Entradas de apontamento e rotulagem
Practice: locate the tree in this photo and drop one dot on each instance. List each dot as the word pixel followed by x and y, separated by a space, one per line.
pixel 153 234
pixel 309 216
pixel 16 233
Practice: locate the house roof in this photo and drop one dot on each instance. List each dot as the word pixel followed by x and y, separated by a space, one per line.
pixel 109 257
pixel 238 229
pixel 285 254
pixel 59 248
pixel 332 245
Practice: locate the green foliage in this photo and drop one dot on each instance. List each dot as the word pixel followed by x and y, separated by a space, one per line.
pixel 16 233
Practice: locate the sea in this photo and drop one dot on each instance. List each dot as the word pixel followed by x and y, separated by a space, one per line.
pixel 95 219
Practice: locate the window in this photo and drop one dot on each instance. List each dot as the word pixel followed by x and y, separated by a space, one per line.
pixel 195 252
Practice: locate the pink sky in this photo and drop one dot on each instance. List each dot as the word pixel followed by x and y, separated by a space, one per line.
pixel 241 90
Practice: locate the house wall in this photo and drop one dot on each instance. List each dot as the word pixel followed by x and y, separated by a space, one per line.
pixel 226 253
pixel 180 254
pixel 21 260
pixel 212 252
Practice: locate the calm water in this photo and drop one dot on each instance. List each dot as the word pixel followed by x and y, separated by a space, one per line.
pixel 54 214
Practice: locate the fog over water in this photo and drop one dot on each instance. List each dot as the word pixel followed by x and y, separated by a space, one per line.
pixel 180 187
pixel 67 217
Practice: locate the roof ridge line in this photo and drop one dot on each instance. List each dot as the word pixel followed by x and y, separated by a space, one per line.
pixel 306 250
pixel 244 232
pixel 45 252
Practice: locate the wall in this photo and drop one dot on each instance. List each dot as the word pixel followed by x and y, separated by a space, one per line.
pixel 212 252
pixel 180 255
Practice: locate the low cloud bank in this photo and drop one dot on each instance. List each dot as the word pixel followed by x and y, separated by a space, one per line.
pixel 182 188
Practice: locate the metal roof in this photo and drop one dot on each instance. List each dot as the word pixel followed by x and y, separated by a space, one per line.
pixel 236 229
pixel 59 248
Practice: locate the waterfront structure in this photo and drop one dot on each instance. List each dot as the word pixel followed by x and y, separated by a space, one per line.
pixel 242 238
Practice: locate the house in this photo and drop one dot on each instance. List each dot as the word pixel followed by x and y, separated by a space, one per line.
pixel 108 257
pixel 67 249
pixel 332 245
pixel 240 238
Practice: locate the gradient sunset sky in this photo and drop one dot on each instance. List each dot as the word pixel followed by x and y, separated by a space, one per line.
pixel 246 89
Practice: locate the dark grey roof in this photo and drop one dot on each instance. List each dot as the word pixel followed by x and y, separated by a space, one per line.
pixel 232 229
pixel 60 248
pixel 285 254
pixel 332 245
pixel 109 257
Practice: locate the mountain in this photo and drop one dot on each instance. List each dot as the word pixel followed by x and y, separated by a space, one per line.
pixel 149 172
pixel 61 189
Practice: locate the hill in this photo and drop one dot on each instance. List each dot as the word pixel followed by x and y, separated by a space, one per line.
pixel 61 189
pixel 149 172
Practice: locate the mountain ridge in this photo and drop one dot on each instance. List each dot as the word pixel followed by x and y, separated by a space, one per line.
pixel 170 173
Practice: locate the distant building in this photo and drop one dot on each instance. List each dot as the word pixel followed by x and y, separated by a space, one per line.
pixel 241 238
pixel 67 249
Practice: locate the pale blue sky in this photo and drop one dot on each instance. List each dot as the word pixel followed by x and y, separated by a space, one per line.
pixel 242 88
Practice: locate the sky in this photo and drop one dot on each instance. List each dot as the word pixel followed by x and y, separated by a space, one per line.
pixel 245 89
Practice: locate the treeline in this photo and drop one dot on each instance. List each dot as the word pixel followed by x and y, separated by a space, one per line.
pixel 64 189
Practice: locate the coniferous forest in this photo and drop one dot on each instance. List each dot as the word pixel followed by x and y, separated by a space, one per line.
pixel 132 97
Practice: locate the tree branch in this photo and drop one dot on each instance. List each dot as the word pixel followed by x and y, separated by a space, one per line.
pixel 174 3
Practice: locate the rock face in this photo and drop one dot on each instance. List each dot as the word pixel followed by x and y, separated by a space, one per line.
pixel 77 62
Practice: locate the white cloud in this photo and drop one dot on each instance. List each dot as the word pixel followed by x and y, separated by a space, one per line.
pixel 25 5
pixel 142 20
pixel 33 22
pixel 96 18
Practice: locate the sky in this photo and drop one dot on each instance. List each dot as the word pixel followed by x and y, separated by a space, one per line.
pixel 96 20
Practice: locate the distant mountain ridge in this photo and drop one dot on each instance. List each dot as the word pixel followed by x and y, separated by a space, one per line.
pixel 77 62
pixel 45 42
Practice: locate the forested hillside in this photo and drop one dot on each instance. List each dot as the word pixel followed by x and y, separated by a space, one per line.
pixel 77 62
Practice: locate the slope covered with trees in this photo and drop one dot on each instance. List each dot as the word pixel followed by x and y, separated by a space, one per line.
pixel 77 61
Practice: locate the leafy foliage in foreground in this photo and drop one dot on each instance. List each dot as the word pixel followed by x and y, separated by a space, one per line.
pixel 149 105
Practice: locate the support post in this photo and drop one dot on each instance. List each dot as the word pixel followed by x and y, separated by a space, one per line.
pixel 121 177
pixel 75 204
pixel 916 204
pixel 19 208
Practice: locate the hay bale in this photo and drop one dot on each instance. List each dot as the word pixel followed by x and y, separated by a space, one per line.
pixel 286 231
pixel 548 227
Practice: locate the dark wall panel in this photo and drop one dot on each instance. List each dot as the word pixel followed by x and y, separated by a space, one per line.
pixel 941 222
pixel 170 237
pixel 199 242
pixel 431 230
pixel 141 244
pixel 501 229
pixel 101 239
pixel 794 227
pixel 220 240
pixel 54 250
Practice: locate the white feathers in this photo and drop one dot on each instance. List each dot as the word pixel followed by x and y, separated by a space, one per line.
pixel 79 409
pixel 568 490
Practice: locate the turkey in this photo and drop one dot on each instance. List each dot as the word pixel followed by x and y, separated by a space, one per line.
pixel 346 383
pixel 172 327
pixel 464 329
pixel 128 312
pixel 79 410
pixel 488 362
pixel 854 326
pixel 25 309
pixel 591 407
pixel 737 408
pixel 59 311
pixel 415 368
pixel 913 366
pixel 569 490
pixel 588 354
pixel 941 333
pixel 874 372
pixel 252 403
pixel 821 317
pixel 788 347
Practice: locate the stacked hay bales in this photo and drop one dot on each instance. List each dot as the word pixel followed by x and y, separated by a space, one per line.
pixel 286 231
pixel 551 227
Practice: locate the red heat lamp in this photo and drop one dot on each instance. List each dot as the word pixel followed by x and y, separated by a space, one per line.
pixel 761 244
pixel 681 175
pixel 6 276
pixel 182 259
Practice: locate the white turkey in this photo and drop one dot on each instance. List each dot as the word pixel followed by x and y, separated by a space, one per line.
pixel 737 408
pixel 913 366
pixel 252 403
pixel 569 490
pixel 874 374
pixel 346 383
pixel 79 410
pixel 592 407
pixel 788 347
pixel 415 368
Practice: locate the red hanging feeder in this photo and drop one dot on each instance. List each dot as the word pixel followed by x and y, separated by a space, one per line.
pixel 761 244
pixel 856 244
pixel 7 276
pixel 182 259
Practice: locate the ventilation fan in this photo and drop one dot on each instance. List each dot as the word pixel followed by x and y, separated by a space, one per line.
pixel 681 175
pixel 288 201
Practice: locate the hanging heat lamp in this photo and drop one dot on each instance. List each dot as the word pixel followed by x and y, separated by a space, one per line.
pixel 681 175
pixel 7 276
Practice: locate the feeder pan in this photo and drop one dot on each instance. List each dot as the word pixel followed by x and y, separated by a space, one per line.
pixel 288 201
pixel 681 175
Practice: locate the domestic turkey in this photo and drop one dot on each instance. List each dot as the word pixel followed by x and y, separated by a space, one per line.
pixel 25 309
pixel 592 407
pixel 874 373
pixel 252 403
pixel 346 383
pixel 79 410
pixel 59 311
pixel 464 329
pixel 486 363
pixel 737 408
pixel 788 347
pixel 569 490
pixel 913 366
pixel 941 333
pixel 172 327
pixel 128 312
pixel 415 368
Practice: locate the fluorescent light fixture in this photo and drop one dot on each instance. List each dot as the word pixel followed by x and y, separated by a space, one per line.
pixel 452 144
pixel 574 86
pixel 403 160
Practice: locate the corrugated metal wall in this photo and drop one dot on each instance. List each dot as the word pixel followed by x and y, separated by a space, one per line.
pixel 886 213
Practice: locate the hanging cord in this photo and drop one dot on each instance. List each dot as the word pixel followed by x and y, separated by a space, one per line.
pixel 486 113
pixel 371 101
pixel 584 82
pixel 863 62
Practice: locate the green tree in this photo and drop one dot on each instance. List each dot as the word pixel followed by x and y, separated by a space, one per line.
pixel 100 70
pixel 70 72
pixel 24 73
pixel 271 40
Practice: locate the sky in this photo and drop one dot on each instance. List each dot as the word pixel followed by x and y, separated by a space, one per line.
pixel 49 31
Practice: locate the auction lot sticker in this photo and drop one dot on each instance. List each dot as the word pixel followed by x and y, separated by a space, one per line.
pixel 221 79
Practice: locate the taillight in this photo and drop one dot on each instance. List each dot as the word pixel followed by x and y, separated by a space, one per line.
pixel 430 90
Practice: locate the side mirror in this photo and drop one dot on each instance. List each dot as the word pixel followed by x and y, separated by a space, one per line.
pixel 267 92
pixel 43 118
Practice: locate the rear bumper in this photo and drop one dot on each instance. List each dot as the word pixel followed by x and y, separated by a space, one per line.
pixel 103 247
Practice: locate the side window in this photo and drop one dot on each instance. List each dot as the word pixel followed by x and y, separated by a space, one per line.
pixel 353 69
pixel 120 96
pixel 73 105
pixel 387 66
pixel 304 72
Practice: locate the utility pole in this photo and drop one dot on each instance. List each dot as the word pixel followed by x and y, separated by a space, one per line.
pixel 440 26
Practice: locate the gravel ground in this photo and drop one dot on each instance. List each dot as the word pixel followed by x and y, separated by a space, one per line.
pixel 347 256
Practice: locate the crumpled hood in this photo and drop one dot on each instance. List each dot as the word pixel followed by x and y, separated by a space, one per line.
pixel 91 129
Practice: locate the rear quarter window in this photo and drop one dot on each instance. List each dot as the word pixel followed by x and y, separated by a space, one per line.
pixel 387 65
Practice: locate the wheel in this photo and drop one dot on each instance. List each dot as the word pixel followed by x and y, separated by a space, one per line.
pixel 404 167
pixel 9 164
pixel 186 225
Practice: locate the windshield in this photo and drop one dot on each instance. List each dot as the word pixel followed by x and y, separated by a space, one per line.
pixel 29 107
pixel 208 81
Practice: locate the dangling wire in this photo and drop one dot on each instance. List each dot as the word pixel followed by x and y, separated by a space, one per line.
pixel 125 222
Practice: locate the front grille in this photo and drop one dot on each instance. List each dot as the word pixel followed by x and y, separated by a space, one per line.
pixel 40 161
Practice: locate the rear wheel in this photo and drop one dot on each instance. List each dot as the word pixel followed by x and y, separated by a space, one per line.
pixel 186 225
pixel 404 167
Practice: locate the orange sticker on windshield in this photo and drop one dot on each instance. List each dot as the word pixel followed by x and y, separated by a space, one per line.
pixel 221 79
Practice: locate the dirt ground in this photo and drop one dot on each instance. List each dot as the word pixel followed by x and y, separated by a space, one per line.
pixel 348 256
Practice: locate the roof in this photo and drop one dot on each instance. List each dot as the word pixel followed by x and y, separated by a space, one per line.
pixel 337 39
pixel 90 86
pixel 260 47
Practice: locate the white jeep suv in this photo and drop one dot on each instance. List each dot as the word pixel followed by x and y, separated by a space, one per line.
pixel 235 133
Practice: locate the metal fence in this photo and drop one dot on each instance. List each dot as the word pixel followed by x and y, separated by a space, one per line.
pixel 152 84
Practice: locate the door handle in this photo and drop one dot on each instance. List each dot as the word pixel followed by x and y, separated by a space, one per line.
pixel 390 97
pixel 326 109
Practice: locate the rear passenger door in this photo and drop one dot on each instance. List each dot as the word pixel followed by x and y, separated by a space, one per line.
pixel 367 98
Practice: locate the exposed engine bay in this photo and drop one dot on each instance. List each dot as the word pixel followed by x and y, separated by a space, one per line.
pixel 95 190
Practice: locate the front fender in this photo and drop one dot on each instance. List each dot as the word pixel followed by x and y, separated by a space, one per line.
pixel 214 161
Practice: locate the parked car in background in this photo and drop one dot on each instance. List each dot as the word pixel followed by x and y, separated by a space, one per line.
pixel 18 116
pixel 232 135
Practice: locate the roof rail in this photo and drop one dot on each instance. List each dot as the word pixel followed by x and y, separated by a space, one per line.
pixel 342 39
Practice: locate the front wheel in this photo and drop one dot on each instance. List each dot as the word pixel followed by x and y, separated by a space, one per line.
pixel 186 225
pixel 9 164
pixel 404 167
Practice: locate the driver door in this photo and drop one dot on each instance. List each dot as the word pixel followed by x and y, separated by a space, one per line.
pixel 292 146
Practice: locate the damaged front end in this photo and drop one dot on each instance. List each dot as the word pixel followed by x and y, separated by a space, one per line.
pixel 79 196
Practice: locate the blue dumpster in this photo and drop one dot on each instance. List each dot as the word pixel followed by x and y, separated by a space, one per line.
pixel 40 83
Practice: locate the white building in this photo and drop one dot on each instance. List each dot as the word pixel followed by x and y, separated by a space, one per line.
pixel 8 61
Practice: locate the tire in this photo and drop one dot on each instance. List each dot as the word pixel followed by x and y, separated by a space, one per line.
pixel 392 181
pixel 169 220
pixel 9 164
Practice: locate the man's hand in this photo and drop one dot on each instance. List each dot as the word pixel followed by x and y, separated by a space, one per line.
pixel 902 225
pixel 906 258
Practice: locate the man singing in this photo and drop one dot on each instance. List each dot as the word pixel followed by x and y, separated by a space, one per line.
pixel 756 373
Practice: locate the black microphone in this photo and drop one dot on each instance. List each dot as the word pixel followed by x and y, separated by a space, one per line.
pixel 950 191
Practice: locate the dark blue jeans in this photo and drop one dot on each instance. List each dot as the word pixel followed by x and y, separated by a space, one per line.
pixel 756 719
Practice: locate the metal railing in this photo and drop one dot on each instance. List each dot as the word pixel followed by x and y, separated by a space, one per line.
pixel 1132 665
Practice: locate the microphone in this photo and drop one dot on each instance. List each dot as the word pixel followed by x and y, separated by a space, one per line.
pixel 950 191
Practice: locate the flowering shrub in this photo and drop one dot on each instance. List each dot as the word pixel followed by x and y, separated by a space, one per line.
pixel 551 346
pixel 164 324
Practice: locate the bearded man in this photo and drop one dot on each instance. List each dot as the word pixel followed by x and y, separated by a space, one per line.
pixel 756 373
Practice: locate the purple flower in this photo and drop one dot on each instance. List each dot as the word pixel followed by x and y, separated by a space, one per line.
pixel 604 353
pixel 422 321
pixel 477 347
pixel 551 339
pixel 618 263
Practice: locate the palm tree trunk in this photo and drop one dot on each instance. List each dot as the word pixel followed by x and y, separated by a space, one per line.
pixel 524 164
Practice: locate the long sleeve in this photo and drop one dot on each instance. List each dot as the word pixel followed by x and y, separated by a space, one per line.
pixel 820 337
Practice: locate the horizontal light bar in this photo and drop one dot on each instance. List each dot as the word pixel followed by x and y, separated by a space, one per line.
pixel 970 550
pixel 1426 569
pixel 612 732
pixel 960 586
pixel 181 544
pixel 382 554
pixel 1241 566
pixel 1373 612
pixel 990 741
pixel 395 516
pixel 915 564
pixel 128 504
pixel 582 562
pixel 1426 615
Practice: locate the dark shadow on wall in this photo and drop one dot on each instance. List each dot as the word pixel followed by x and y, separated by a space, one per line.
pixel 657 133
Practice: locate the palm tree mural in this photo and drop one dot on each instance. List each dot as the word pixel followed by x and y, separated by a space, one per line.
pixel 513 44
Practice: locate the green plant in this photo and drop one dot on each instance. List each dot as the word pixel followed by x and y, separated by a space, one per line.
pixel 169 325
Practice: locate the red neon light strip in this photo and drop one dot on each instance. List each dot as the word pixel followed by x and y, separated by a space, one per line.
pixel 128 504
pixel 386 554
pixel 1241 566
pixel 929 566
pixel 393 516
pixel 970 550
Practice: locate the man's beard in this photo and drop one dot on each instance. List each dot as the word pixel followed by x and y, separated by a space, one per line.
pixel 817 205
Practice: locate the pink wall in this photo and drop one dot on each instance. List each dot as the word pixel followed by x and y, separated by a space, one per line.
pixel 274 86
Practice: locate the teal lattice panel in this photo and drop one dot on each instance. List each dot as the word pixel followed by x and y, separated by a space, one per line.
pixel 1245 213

#### Objetivo:
Reescreva as linhas desde a que contém "Practice: locate the side window" até a que contém "pixel 440 26", incluindo ambas, trocando "utility pole" por "street light" e mantendo todo o resto sem alteração.

#### Resultado da tarefa:
Practice: locate the side window in this photo and drop one dot on each instance. List each dot as the word pixel followed by x and y, separated by a space, one per line.
pixel 353 69
pixel 120 96
pixel 73 105
pixel 387 66
pixel 304 72
Practice: locate the street light in this photo and drop one dot on each instance. List each dot as the word pixel followed by x and y, separated by a space, one per line.
pixel 440 26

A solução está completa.